(REQUIRED TASK): Each record that follows should be repeated exactly, minus any images.

[Records excerpted from a collection]
■ ■ ■ ■ ■

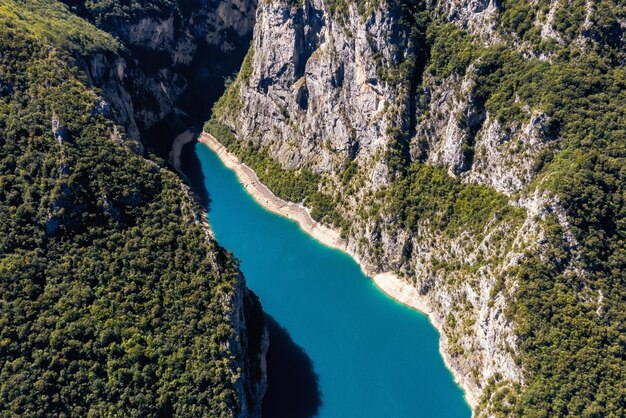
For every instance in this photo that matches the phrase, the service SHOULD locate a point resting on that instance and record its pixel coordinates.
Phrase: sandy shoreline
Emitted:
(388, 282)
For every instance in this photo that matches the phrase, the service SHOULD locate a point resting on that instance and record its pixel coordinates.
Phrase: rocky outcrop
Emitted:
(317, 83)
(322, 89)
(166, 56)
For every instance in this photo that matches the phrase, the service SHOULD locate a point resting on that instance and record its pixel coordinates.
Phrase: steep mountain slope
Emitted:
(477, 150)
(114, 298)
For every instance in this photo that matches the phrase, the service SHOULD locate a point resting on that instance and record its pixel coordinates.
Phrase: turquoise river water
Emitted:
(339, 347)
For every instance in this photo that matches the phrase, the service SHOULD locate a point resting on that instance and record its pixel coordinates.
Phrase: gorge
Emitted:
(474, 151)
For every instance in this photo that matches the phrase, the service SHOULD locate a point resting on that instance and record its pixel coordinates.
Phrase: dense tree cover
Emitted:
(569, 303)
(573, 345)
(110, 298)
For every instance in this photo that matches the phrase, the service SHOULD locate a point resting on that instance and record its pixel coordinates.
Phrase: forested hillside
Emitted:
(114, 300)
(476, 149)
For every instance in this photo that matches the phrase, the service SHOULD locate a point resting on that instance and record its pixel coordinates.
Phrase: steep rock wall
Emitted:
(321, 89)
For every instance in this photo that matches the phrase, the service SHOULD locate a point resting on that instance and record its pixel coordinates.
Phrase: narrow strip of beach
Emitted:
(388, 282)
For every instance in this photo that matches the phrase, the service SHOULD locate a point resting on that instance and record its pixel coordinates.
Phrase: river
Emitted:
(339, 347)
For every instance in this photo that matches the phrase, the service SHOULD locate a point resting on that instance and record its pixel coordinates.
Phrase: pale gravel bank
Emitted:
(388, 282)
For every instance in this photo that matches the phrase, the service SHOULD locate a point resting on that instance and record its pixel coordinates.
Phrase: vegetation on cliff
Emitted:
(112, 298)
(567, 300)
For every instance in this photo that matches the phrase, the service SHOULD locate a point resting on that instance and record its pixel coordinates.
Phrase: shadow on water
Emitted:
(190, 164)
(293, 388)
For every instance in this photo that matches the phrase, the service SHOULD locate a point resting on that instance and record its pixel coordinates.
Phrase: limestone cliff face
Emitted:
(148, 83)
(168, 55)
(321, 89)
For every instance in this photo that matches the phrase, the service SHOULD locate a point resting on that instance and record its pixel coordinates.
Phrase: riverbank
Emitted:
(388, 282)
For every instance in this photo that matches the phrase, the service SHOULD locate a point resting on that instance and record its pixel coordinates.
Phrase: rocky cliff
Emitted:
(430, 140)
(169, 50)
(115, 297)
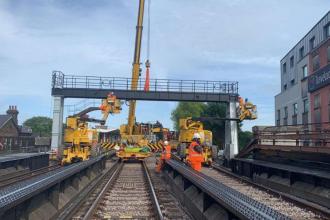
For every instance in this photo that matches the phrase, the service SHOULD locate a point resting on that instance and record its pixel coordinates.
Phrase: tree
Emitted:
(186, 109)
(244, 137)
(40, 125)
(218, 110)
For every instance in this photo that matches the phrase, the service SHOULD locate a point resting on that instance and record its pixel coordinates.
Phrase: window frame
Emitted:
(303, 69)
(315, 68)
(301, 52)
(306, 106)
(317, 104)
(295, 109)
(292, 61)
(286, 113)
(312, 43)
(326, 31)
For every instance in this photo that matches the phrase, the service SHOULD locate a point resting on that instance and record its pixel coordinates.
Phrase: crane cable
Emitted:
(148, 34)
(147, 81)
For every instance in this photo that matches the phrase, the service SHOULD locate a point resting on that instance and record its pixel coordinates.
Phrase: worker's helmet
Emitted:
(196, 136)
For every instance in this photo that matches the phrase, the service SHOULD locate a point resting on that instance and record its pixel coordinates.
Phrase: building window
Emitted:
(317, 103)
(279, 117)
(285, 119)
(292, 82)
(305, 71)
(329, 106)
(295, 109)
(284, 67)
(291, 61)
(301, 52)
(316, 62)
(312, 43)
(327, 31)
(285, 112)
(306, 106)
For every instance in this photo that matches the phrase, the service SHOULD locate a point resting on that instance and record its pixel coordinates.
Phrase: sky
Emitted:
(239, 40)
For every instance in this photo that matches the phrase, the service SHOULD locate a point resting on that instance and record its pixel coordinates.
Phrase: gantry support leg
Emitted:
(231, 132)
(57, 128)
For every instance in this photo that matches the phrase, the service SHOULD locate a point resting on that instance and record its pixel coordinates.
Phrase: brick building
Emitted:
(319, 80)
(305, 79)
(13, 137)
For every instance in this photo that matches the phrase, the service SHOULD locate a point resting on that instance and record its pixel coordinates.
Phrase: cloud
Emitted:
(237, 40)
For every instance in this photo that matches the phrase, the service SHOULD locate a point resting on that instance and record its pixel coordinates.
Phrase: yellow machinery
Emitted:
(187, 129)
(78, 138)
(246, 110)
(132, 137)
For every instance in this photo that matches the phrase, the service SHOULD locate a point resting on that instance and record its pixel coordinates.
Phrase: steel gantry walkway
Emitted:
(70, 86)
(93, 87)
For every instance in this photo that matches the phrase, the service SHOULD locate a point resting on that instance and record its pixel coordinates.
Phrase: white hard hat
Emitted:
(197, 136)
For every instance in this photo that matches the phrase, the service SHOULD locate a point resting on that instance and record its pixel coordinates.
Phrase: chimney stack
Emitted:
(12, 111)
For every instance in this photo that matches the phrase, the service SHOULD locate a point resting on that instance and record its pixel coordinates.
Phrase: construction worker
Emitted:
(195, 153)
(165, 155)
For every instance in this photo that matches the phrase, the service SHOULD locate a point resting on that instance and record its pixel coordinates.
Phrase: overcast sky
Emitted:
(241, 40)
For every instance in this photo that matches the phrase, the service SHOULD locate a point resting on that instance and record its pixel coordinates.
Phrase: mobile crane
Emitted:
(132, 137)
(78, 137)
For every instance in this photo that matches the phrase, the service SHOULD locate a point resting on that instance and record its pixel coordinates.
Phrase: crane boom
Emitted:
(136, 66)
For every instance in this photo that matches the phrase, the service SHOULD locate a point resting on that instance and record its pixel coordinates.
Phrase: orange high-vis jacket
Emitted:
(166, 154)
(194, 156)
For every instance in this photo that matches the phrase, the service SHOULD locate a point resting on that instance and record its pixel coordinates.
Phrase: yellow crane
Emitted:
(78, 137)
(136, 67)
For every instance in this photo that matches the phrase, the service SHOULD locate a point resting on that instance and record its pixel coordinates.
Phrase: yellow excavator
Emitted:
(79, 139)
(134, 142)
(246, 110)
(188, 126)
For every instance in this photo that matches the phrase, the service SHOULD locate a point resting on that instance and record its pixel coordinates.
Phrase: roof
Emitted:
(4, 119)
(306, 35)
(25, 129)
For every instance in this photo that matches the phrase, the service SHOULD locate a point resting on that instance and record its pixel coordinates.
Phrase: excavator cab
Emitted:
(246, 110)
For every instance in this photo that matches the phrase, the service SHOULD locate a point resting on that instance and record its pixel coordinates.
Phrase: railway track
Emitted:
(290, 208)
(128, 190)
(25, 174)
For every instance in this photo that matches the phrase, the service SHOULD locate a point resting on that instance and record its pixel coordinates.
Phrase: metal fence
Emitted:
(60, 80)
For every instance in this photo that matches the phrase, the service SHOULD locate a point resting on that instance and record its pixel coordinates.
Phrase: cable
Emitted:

■ ■ ■ ■ ■

(RESPONSE TO THIS TASK):
For every instance in this photo that matches the phrase, the service SHOULD locate a point resting on that instance and record its pixel coordinates.
Phrase: sandy shoreline
Emitted:
(388, 282)
For every instance in this photo that matches the phrase, the service SHOULD locate a point resting on that instance and record its pixel coordinates.
Phrase: rocky outcrop
Emitted:
(317, 83)
(322, 89)
(166, 56)
For every instance in this photo that matches the phrase, the service SHOULD locate a point resting on that instance and record its pixel coordinates.
Phrase: steep mountain slope
Emitted:
(477, 150)
(114, 298)
For every instance in this photo that matches the phrase, the service SHOULD locate a point resting on that instance and record its pixel coordinates.
Phrase: turquoise river water
Emitted:
(339, 347)
For every instance in this photo that matches the phrase, the service SHOULD locate a point resting on that instance and record its pixel coordinates.
Phrase: gorge
Emitted:
(474, 151)
For every instance in this photo that matches the phrase, the service SHOULD locate a point resting on that instance and record its pixel coordinates.
Phrase: dense tree cover
Emitted:
(569, 303)
(573, 345)
(110, 298)
For every instance in this photo that matches the phrase, the service SHOULD locate a point resting on that instance and record its pixel coordinates.
Phrase: forested hillside
Emitted:
(114, 300)
(476, 149)
For every instance in this photo that matches the phrase, the service SHOULD locate a point resting on that instance and record its pixel coordinates.
Phrase: steep rock wall
Emitted:
(321, 89)
For every instance in this photo that matches the phrase, the service SHOULD locate a point resting on that instance and record its pixel coordinates.
Phrase: narrow strip of beach
Emitted:
(388, 282)
For every instance in this photo that matches the phrase, the service SHOULD locate a point resting on that instance and record its pixel coordinates.
Phrase: river
Emitted:
(339, 347)
For every instance in this photo that matches the phrase, the service SHOULD locate a point resting on that instance and record its pixel coordinates.
Phrase: pale gravel bank
Emitted:
(388, 282)
For every instance in this photo that matches the phrase, the service SHOULD locate a point resting on that instance and record its pixel coordinates.
Phrase: vegetation on cliff
Emitted:
(112, 298)
(567, 300)
For every instance in this photo that matches the phrase, the service SHOULD locate a point resting on that instance and record its pixel coordinates.
Phrase: shadow on water
Emitted:
(190, 164)
(293, 388)
For every instance in this photo that matches the phrase, the service SHOULD locate a point resting on that instance and record its pixel coordinates.
Phrase: limestone cliff face
Emitted:
(148, 83)
(168, 55)
(321, 89)
For every instance in this photo that matches the phrase, the service SHOULD locate a point resting on that instance and record its pixel coordinates.
Phrase: riverbank
Emitted:
(388, 282)
For every instance in this photo that matches the phrase, the service SHOULD locate a point resting on that instance and record its pixel coordinates.
Phrase: rocky cliff
Emitted:
(430, 140)
(169, 50)
(115, 297)
For every instance in this photo that matches the phrase, the service SHOULD locate a point resting on that instance and record its pixel coordinates.
Phrase: tree
Emitted:
(186, 109)
(244, 137)
(40, 125)
(218, 110)
For every instance in this photo that matches the phrase, the service SHOULD locate a point resting on that instance and record its pixel coordinates.
Phrase: window frame
Emitted:
(303, 69)
(315, 68)
(301, 52)
(306, 106)
(317, 104)
(295, 109)
(292, 61)
(286, 113)
(312, 43)
(326, 31)
For every instance in this photo that matches the phrase, the service SHOULD locate a point resting on that instance and record its pixel coordinates.
Phrase: crane cable
Emitted:
(148, 34)
(147, 81)
For every instance in this photo that matches the phrase, the service SHOULD locate a point resting on that instance and record its pixel coordinates.
Phrase: worker's helmet
Emitted:
(196, 136)
For every instance in this photo that matches the phrase, the service SHOULD locate a point resting on that instance and record its pixel coordinates.
Phrase: building window
Emitted:
(317, 103)
(279, 117)
(285, 119)
(292, 82)
(305, 71)
(329, 106)
(295, 109)
(284, 67)
(291, 61)
(301, 52)
(316, 62)
(312, 43)
(327, 31)
(285, 112)
(306, 106)
For every instance in this photo that matches the phrase, the service SHOULD locate a point resting on that instance and record its pixel coordinates.
Phrase: sky
Emitted:
(239, 40)
For every instance in this photo that matches the phrase, the service SHOULD locate a point resting on that instance and record its pixel coordinates.
Phrase: gantry support leg
Emitted:
(231, 132)
(57, 128)
For every instance in this photo that matches the phrase, the service SHOULD locate a point resting on that instance and record its pixel coordinates.
Phrase: brick building
Emitted:
(319, 80)
(305, 79)
(13, 137)
For every instance in this photo that matches the phrase, the service SHOULD locate a point resting on that instance and record its pixel coordinates.
Phrase: cloud
Emitted:
(237, 40)
For every instance in this photo that matches the phrase, the service SHOULD locate a point resting on that instance and record its pixel coordinates.
Phrase: yellow machinery
Emitted:
(187, 129)
(78, 138)
(246, 110)
(132, 137)
For every instance in this photo that matches the phrase, the service SHOULD locate a point resting on that instance and record its pixel coordinates.
Phrase: steel gantry walkway
Emitted:
(70, 86)
(93, 87)
For every instance in this photo that matches the phrase, the service SHOULD locate a point resting on that instance and record its pixel coordinates.
Phrase: white hard hat
Emitted:
(197, 136)
For every instance in this photo that matches the phrase, the service SHOULD locate a point resting on that instance and record its pixel coordinates.
Phrase: chimney stack
Emitted:
(12, 111)
For every instance in this photo that matches the phrase, the service SHOULD locate a point resting on that instance and record its pixel coordinates.
Phrase: construction worker
Emitted:
(195, 153)
(165, 155)
For every instance in this photo that matches the phrase, the service SHOULD locate a point resting on that instance and record its pixel coordinates.
Phrase: overcast sky
Emitted:
(241, 40)
For every instance in this photo that matches the phrase, the service SHOULD locate a point resting on that instance and record its pixel coordinates.
Phrase: mobile crane
Emitted:
(132, 137)
(78, 137)
For every instance in this photo that matches the phrase, the service SHOULD locate a point resting on that instance and record its pixel coordinates.
Phrase: crane boom
Emitted:
(136, 66)
For every instance in this photo that matches the phrase, the service SHOULD locate a point resting on that instance and record its pixel coordinates.
Phrase: orange high-vis jacket
Emitted:
(166, 154)
(194, 156)
For every instance in this photo that matches the phrase, the service SHOULD locate a point resting on that instance and record its pixel coordinates.
Phrase: yellow crane
Emitted:
(78, 137)
(136, 67)
For every instance in this photo that matches the phrase, the service SHOULD locate a point resting on that instance and record its pixel coordinates.
Phrase: yellow excavator
Emitted:
(79, 139)
(134, 142)
(246, 110)
(188, 126)
For every instance in this photo that matches the phrase, the service SHOULD locate a point resting on that instance and record its pixel coordinates.
Phrase: roof
Emitted:
(4, 119)
(306, 35)
(25, 129)
For every instance in this photo that matches the phrase, the service SHOULD locate a point resting on that instance and record its pixel coordinates.
Phrase: excavator cab
Emitted:
(246, 110)
For every instance in this photo that matches the phrase, the service SHOULD locate a point resting on that instance and record its pixel coordinates.
Phrase: railway track
Emitted:
(290, 208)
(128, 190)
(25, 174)
For every instance in this photo that matches the phrase, the service SHOULD locate a point resting on that instance and record its pixel coordinates.
Phrase: metal fence
Emitted:
(60, 80)
For every instance in this photo that matches the phrase, the service SHOULD locate a point resting on that instance and record its pixel coordinates.
Phrase: cable
Emitted:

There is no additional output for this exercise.